Иван Переверзин — поэт широкого дыхания, он владеет тайной самоцветного русского письма, звучна и летуча его речь, ярки, объёмны и живописны его жизнеутверждающие образы. Мне думается, что Ивана Переверзина можно по праву назвать одним из ведущих поэтов новой русской волны на рубеже тысячелетий. Недавно его книга стихотворений «Снежные ливни» была отмечена престижной литературной премией «Полярная звезда». Я уверен, что поэтическая звезда Ивана Переверзина будет всё ярче сиять на небосводе отечественной словесности, ибо поэтами не становятся, а рождаются!
Лев Котюков, лауреат премии «Литературной газеты» за 1990 год.
Да-да, именно, лауреат премии той «Литературной газеты», которая впоследствии почти пятнадцать лет неутомимо поливала гнусной клеветой и бездарной ложью меня, многогрешного, а ещё больше моего друга и поэта Ивана Переверзина за то, что мы в тяжкие, ненастные годы гонений и скитаний остались людьми и не зарыли искру Божью в могильную землю. Впрочем, не о том нынче речь — и оставим за скобками неласковое прошлое ради краткости изложения и красоты стиля, ибо само время справедливо расставило всё по своим местам. А что касается моего предисловия к подборке стихотворений Ивана, умело потерянного редакторами-раздолбаями, то оно, как капля океанской воды, содержит в себе моё предельно искреннее ощущение генокода поэзии Переверзина — и по прошествии стольких многострадальных, переменчивых лет я и запятой не могу, да и не хочу в нём поправить»

===============

■ **Задание 1**:
Определите, согласуются ли с фрагментом утверждения (a), (b) и (c). Для каждого ответьте «да» или «нет» и приведите решающие слова фрагмента точной цитатой.
(a) Книга стихотворений «Снежные ливни» получила премию «Полярная звезда».
(b) Лев Котюков стал лауреатом премии «Литературной газеты» в 2000 году.
(c) Предисловие к подборке стихотворений Ивана было потеряно редакторами.
Фрагмент и строки данных никак не связаны между собой.

===============

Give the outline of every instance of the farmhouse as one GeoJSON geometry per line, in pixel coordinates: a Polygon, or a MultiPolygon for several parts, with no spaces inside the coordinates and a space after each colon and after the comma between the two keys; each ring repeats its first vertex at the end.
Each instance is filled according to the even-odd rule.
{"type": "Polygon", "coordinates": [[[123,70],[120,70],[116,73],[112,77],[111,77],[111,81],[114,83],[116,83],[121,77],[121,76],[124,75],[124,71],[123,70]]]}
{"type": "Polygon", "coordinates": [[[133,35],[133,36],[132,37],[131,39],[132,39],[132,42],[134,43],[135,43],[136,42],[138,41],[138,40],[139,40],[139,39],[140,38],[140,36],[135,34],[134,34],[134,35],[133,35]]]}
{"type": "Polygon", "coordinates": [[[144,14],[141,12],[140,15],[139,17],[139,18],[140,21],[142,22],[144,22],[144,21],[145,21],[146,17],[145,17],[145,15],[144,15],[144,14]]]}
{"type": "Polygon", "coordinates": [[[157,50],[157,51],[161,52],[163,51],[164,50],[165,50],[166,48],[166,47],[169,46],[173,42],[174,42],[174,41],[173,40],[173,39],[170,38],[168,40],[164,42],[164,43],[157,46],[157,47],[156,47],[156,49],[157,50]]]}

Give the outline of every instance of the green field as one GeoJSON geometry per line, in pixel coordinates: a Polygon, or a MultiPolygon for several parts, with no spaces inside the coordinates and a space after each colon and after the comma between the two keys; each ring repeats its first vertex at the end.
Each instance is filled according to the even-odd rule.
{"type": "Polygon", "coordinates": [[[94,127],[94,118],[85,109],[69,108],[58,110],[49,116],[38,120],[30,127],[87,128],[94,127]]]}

===============

■ **Задание 2**:
Пожалуйста, преобразуйте часть строк данных в список JSON из строк: одна запись на каждую строку, пустые строки пропустите. Начните со строки, в которой есть «Give the outline of every instance of the green», и закончите последней строкой данных.

■ **Ответ 1**:
(a) Да: «Недавно его книга стихотворений «Снежные ливни» была отмечена престижной литературной премией «Полярная звезда»».
(b) Нет: «Лев Котюков, лауреат премии «Литературной газеты» за 1990 год».
(c) Да: «моего предисловия к подборке стихотворений Ивана, умело потерянного редакторами-раздолбаями».

■ **Ответ 2**:
[
  "Give the outline of every instance of the green field as one GeoJSON geometry per line, in pixel coordinates: a Polygon, or a MultiPolygon for several parts, with no spaces inside the coordinates and a space after each colon and after the comma between the two keys; each ring repeats its first vertex at the end.",
  "Each instance is filled according to the even-odd rule.",
  "{\"type\": \"Polygon\", \"coordinates\": [[[94,127],[94,118],[85,109],[69,108],[58,110],[49,116],[38,120],[30,127],[87,128],[94,127]]]}"
]